DATA ROWS:
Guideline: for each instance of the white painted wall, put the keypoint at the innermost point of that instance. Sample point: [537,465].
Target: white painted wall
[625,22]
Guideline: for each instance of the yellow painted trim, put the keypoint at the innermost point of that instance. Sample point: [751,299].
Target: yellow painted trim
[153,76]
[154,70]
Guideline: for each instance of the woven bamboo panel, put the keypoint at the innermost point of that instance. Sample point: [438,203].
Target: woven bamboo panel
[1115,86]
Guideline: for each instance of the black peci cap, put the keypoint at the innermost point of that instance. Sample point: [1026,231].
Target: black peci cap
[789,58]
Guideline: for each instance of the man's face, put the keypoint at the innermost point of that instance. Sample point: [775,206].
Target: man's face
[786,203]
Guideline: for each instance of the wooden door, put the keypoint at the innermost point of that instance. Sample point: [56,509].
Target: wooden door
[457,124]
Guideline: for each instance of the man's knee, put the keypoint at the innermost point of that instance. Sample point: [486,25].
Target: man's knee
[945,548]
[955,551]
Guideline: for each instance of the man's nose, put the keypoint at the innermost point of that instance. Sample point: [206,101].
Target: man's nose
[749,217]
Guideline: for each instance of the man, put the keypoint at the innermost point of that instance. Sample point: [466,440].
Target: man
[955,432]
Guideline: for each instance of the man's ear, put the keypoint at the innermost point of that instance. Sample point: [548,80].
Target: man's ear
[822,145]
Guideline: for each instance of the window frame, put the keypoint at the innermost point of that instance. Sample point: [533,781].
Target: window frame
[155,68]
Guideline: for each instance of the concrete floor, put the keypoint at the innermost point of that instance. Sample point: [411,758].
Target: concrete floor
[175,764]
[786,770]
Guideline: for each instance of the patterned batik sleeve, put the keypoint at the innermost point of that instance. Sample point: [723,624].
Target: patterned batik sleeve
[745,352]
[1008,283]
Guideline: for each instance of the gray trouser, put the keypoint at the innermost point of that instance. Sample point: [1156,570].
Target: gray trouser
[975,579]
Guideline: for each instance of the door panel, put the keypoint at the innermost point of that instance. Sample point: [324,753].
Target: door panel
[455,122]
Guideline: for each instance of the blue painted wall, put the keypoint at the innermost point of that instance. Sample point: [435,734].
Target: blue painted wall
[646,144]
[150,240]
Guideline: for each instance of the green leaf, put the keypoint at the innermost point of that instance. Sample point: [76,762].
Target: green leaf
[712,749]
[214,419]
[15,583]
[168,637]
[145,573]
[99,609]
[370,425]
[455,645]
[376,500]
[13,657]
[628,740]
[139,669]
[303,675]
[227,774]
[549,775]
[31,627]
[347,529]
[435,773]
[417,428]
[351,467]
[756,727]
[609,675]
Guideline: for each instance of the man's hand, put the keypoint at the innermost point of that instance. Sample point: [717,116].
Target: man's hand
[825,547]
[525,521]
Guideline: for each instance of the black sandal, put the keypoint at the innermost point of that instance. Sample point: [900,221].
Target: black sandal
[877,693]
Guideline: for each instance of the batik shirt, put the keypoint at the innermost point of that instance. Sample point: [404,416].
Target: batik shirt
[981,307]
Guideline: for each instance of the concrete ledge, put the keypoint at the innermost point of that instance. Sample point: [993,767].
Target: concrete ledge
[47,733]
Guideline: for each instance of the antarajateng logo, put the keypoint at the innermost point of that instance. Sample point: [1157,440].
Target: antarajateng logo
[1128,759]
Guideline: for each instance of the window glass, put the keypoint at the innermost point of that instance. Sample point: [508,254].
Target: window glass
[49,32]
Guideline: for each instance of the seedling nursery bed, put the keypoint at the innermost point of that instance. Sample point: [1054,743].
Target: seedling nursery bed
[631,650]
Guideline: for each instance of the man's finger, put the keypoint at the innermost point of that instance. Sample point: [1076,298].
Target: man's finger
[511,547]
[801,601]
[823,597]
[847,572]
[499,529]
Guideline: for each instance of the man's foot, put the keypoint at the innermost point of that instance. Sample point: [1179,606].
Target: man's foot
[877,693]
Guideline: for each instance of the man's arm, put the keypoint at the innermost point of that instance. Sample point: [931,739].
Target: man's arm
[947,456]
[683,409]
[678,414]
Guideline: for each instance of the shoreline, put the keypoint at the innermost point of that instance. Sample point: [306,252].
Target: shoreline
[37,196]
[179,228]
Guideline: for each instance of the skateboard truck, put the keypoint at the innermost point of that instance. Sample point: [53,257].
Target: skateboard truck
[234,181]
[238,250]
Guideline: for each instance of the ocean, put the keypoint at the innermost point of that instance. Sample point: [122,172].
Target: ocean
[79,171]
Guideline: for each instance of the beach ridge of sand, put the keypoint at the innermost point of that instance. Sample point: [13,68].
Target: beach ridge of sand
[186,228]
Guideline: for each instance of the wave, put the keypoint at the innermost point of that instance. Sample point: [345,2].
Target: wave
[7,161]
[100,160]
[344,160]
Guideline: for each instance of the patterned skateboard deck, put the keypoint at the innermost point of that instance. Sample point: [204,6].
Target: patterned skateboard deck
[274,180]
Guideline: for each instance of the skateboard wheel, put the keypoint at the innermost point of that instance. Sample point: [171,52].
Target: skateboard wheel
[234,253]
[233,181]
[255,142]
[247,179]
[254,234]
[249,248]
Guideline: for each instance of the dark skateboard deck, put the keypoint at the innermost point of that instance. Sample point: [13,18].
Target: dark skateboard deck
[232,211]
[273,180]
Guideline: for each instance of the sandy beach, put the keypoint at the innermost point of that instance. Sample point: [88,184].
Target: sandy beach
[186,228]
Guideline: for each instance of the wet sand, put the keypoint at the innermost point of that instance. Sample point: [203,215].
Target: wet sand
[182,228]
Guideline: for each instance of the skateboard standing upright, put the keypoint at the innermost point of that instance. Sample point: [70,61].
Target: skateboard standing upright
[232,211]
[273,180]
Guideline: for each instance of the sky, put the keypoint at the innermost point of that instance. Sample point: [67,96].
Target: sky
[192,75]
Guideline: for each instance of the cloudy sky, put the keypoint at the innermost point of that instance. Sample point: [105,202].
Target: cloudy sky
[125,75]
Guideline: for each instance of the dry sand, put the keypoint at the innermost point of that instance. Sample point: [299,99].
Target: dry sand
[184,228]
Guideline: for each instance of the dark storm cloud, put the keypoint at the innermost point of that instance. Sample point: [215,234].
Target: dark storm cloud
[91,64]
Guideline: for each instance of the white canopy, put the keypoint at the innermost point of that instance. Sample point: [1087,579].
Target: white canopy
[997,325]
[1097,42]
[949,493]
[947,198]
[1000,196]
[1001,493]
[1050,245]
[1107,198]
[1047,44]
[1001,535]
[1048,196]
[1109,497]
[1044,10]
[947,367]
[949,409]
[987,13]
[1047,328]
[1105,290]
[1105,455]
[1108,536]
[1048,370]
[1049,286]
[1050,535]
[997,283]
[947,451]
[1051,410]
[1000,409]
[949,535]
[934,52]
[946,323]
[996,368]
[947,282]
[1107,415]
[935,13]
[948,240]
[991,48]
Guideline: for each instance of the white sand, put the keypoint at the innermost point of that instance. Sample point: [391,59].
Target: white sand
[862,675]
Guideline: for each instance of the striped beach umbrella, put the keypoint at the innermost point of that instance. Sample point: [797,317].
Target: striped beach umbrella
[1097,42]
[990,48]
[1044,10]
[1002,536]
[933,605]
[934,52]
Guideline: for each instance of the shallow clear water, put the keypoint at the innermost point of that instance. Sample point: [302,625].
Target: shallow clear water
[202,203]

WHAT NEEDS TO BE DONE: Extract each line of the material exactly as it stands.

RESULT FOR THIS EXERCISE:
Guideline: for each instance of the white painted wall, put the keypoint at the innermost point of that instance. Sample point: [537,465].
Target: white painted wall
[625,22]
Guideline: for each instance of the yellow painted trim, put the keypoint at the innermost point of that instance. Sample point: [751,299].
Target: yellow painted trim
[153,76]
[154,70]
Guideline: for each instance of the woven bamboo panel, put the keypoint at the innermost point of that instance. Sample point: [438,203].
Target: woven bamboo panel
[1115,86]
Guideline: for each instance of the black peci cap, put the keypoint at the innermost point of that instance. Sample point: [1026,231].
Target: black peci cap
[789,58]
Guideline: for each instance of the man's face, put the keypoint at the innermost point of that instance. Sample point: [775,206].
Target: man's face
[786,203]
Guideline: for each instance of the wooden door, put the keypoint at the innermost point of that instance. Sample point: [56,509].
Target: wooden door
[457,124]
Guideline: for each instance of the man's knee, put the keypoint at the innermost point of that instance. Sample point: [486,25].
Target: man's knee
[945,548]
[955,551]
Guideline: for each instance of the man's nose, put the keypoint at the innermost point of that instance. Sample point: [206,101].
Target: man's nose
[749,217]
Guideline: for each instance of the man, put the keypoint at the innermost point of that instance. Sample point: [466,440].
Target: man
[955,432]
Guideline: for each instance of the man's ear, put the keypoint at the innermost point of that instance. Sample point: [548,80].
Target: man's ear
[822,145]
Guideline: for each instance of the window frame, put the keypoint at the innermost point of that instance. Sample point: [533,781].
Target: window frame
[155,68]
Guideline: for each instance of the concrete floor, put the keypoint at the innermost point of that instance. Sample point: [411,758].
Target: concrete floor
[175,764]
[786,770]
Guideline: for each instance of the patterned batik sleeve, put the keypoint at the innermost point of that instance. Sample point: [723,624].
Target: patterned batik sleeve
[745,352]
[1008,283]
Guideline: for each instance of the gray trouser, put the keypoint at the innermost point of that instance. Sample point: [1156,570].
Target: gray trouser
[975,579]
Guideline: for each instance of the door panel, put the keypoint at the innermost point of that instance. Sample point: [324,753].
Target: door panel
[455,122]
Guideline: for each instance of the blue painted wall, put the keypoint at the innermost point of that instance. Sample point: [435,734].
Target: blue painted wall
[646,144]
[150,240]
Guideline: for each instance of the green leaf, put the keypoint at the innermost point of that instance. Sample point: [76,762].
Target: green leaf
[712,749]
[214,419]
[15,583]
[168,637]
[145,573]
[99,609]
[370,425]
[455,645]
[376,500]
[13,657]
[628,740]
[139,669]
[303,675]
[227,774]
[549,775]
[31,627]
[347,529]
[435,773]
[417,428]
[351,467]
[756,727]
[609,675]
Guideline: for each instance of the man's hand, put the keypoint at the innermost point of that instance. Sample point: [717,116].
Target: man's hand
[825,547]
[525,521]
Guideline: for each instance of the black sandal, put the keypoint at the innermost point of that instance. Sample point: [900,221].
Target: black sandal
[877,693]
Guideline: for each instance of the batik shirt, put the keypoint at the innermost point of that instance. Sample point: [404,416].
Target: batik shirt
[981,307]
Guideline: for each instance of the concrete ledge, put the keypoint at the innermost point of that instance. Sample point: [993,767].
Target: concrete ledge
[47,733]
Guideline: for each instance of the antarajateng logo, put the keypoint at the innermost point of that instance. Sample point: [1157,440].
Target: antarajateng logo
[1128,759]
Guideline: for each instance of the window glass, put the keypoint at the innermost point of that instance. Sample point: [508,254].
Target: window glass
[49,32]
Guideline: for each instance of the seedling nursery bed, put the keypoint at the innermost point of that instance. Sample point: [1054,743].
Target: seedling nursery bed
[631,650]
Guideline: for each instance of the man's finger, put the keypoint at the innermost point of that instance. Sample point: [1076,298].
Target: man's finger
[511,547]
[801,601]
[823,597]
[847,572]
[499,529]
Guideline: for each instance of the man's foot, put the keypoint at the innermost point of that instance. Sample point: [1179,606].
Target: man's foot
[877,693]
Guideline: for each instance of the man's arm, put the keypoint at the innermost point of that instance. Sample point: [931,739].
Target: man's arm
[947,456]
[683,409]
[678,414]
Guideline: for each instance of the shoreline, put the keypoint at the innermost point of that instance. Sample point: [306,252].
Target: shoreline
[37,196]
[179,228]
Guideline: for each instance of the skateboard truck, put the keypoint at the innermost point of that instance. Sample point: [53,257].
Target: skateboard truck
[234,181]
[238,250]
Guideline: for each instance of the ocean, put the keypoint at the innermost point of that instance. Sample point: [122,172].
Target: ocean
[79,171]
Guideline: for each instance of the beach ridge of sand, put the keypoint at the innermost point of that instance. Sample point: [13,68].
Target: beach ridge of sand
[186,228]
Guideline: for each instance of the wave, put the keypoint at the innermost point of that instance. Sample point: [345,2].
Target: wave
[7,161]
[100,160]
[344,160]
Guideline: for each instance of the patterned skateboard deck, put the keypoint at the innermost point of that instance. Sample point: [204,6].
Target: patterned skateboard deck
[274,180]
Guideline: for each instance of the skateboard wheel, put the keypoint at the innermost point of that instance. Sample point: [171,52].
Target: skateboard wheel
[234,253]
[233,181]
[255,142]
[247,179]
[254,234]
[249,248]
Guideline: for each instance of the dark skateboard deck, put the keypoint at the innermost point of that instance. Sample point: [13,18].
Target: dark skateboard deck
[232,211]
[273,180]
Guideline: for each instance of the sandy beach, put the keypoint at the innermost point of that instance. Sample point: [88,184].
Target: sandy beach
[186,228]
Guideline: for each instance of the wet sand, put the keypoint at the innermost point of that instance. Sample point: [203,215].
Target: wet sand
[182,228]
Guideline: for each instance of the skateboard standing upright, put the keypoint at the innermost point of that instance. Sample point: [70,61].
Target: skateboard standing upright
[232,211]
[273,180]
Guideline: for each instance of the sky, put the keypoint at the innermost point of that instance. Sample point: [67,96].
Target: sky
[192,75]
Guideline: for each instance of the cloudy sky, put the keypoint at the innermost point of that instance. Sample point: [105,202].
Target: cloudy sky
[125,75]
Guideline: for each instance of the dry sand, put the keypoint at the innermost point of that instance. Sample point: [299,99].
Target: dry sand
[184,228]
Guideline: for each instance of the dark storm cloud, put the keypoint at the innermost point of that instance. Sample point: [215,234].
Target: dark storm cloud
[91,64]
Guideline: for each instance of the white canopy, put the keypoint at the innermost point of that instance. Sample point: [1087,579].
Target: white canopy
[997,325]
[1097,42]
[949,493]
[947,198]
[1000,196]
[1001,493]
[1050,245]
[1107,198]
[1047,44]
[1001,535]
[1048,196]
[1109,497]
[1044,10]
[947,367]
[949,409]
[987,13]
[1047,328]
[1105,290]
[1105,455]
[1108,536]
[1048,370]
[1049,286]
[1050,535]
[997,283]
[947,451]
[1051,410]
[1000,409]
[949,535]
[934,52]
[946,323]
[996,368]
[947,282]
[1107,415]
[935,13]
[948,240]
[991,48]
Guideline: for each instance of the white sand, put the keypoint at the innermost point of that instance. Sample point: [391,59].
Target: white sand
[862,675]
Guideline: for each instance of the striped beach umbrella, put the keypoint at the innermost point of that instance. Sample point: [797,317].
Target: striped beach umbrella
[1097,42]
[990,48]
[1044,10]
[1002,536]
[933,605]
[934,52]
Guideline: for each instance of the shallow clear water, put the keypoint at the innermost point of that instance. Sample point: [302,625].
Target: shallow clear water
[202,203]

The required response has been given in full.